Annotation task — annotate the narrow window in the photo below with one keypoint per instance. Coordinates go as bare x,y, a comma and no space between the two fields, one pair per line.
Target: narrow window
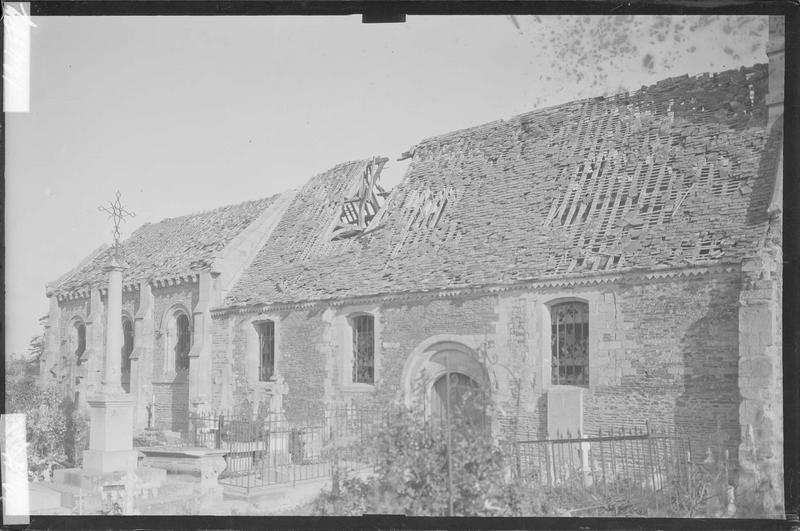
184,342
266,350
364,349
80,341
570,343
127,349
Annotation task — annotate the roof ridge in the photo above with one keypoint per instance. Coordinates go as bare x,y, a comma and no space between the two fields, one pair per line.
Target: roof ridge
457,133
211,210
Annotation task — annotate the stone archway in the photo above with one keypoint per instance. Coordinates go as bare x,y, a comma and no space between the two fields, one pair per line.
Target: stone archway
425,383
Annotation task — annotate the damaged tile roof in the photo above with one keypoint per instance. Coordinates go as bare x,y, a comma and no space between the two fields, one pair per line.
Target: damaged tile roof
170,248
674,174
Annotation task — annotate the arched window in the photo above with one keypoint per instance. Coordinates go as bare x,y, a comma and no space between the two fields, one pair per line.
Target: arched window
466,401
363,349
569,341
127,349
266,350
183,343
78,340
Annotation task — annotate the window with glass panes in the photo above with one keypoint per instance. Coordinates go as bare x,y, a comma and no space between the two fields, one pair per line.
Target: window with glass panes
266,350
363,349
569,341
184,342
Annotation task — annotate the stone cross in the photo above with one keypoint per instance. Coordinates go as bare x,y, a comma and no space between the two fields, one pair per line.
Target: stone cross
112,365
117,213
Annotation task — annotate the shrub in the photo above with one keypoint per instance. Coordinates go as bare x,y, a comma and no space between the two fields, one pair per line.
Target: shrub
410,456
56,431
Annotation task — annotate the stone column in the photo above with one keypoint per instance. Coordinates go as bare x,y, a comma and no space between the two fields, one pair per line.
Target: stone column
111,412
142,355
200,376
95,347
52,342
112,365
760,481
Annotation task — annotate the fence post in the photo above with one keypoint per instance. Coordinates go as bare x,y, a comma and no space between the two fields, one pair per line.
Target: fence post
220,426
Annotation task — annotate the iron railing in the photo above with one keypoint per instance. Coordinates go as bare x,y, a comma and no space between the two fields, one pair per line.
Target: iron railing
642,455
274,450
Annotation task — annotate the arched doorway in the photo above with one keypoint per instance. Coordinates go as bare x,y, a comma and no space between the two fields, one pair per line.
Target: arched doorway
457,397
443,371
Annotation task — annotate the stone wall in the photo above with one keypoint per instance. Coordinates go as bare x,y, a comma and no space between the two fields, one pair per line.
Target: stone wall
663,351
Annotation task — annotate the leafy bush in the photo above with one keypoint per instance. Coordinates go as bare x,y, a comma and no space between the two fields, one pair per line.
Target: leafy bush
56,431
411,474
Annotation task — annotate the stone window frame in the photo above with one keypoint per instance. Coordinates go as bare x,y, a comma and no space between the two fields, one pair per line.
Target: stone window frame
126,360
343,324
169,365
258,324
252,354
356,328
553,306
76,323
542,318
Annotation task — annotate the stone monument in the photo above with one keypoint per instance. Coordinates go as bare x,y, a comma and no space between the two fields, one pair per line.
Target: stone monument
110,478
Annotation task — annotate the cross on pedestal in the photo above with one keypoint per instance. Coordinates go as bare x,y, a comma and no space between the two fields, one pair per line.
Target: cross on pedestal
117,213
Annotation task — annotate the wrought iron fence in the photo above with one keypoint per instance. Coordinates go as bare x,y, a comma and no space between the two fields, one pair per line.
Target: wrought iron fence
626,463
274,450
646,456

Task: Copy the data word for word. Pictures do not go in the copy.

Task result:
Annotation task — annotate the narrow window in the photo below with one keypoint per instance. Coordinates go as bare x,y, a comma and no space between the two fields, one pair per line.
Target: narrow window
184,342
266,350
364,349
80,341
570,343
127,349
Annotation task — annotate the roof ridge in the photo above with one keypoint per instance. Coordinates go as bare x,y, a comma and no space between the two fields, one pair per line.
Target: roof ridge
457,133
211,210
Annotation task — annotate the stone archway in the photo above with one keypoint per instance. Coordinates go as bare x,y, a comma and no space between the two fields, one pair per line.
Target: stone archway
425,383
Annotation task — annotate the damaged tile roof in the photo above with one keypoint per instance. Coordinates go as bare x,y, a comma and no space between the two fields, one pair per line.
Target: damaged tile roof
170,248
674,174
Annotation task — annotate the arched window in the photo above with one keypoint per instance. Coordinates go as bare x,y, a comma and no space between the two fields, one pair per line.
Target: arched window
466,401
363,349
569,341
127,349
266,350
183,343
78,340
Annotation task — annotate the window with glass panes in the photo above with one keypoint per instance. Coordinates go as bare x,y, a comma and no space between the two fields, one pair per line.
Target: window with glass panes
266,350
363,349
569,341
184,342
Annotation task — annotate the stone cross in the photo above with one keypoint per instance. Coordinates go as bare x,y, a comma and no space between the two fields, one pair per line.
Target: stone cross
112,365
117,213
Annotation task — annotate the shrub in the photo above with one keypoint per instance. Coordinates go as bare x,y, a comma and no space between the two fields, one pair per line.
Target: shrub
410,456
56,431
Annotation task — annotate the stone column in the photo above with one keypoint per instance. Coordinates go as bare x,y, a comma and no space between the two fields, one pair per line.
Target: stone column
111,412
142,355
200,376
95,347
52,342
112,365
760,481
Annotation task — annotate the fence post in the photo above with one keypoint per instance. Coordinates go as bare x,y, a comma and no space between the two fields, one pair per line.
Target: fence post
220,426
Annotation task — annotate the iron railing in the photo above with one keypoint per instance. Coordinates go as bare x,y, a comma and no space between the two fields, one pair per line.
Target: iron railing
642,455
274,450
Annotation task — annotate the arched doorway in the photo above with one keypoint per instance. Coordinates go as bare x,y, a comma and no space between the two fields, one pair per line.
Target: arched doorway
457,397
443,371
Annotation task — annotate the stone wall in the photo above with one keypoint per instance. Coordinates go as bare x,y, a comma and no space between the two fields, one pair per line.
Target: stone wall
663,351
Annotation task — annotate the leafy bush in the photo above with one keypoint per instance. Coordinates go as bare x,y, a comma and no space between the two fields, one pair per line.
Target: leafy bush
56,431
411,474
Annotation task — annotate the stone window frame in the photo above with one keypoint per instance. Coordinates go as bare x,y, a comma and no space between the two fields, one pair per line.
Target: stone window frame
126,360
343,324
169,365
258,324
252,354
356,328
553,306
76,323
542,318
Annotation task — annotate the stone monument in the photo above with one keypoint per instance. Coordinates go as bare x,y, a comma and no space between the two fields, one pair per line.
Target: stone monument
110,478
Annotation task — annotate the cross on pedestal in the photo above with one keypoint per instance. Coordinates go as bare x,y, a comma and no space between the two fields, one pair per line.
Target: cross on pedestal
117,213
Annotation task — annotate the wrought iron fence in the photo above with one keypoint per instance. Coordinates go as bare x,y, a comma and no space between the two fields, one pair per line.
Target: wrought iron fence
626,463
274,450
646,456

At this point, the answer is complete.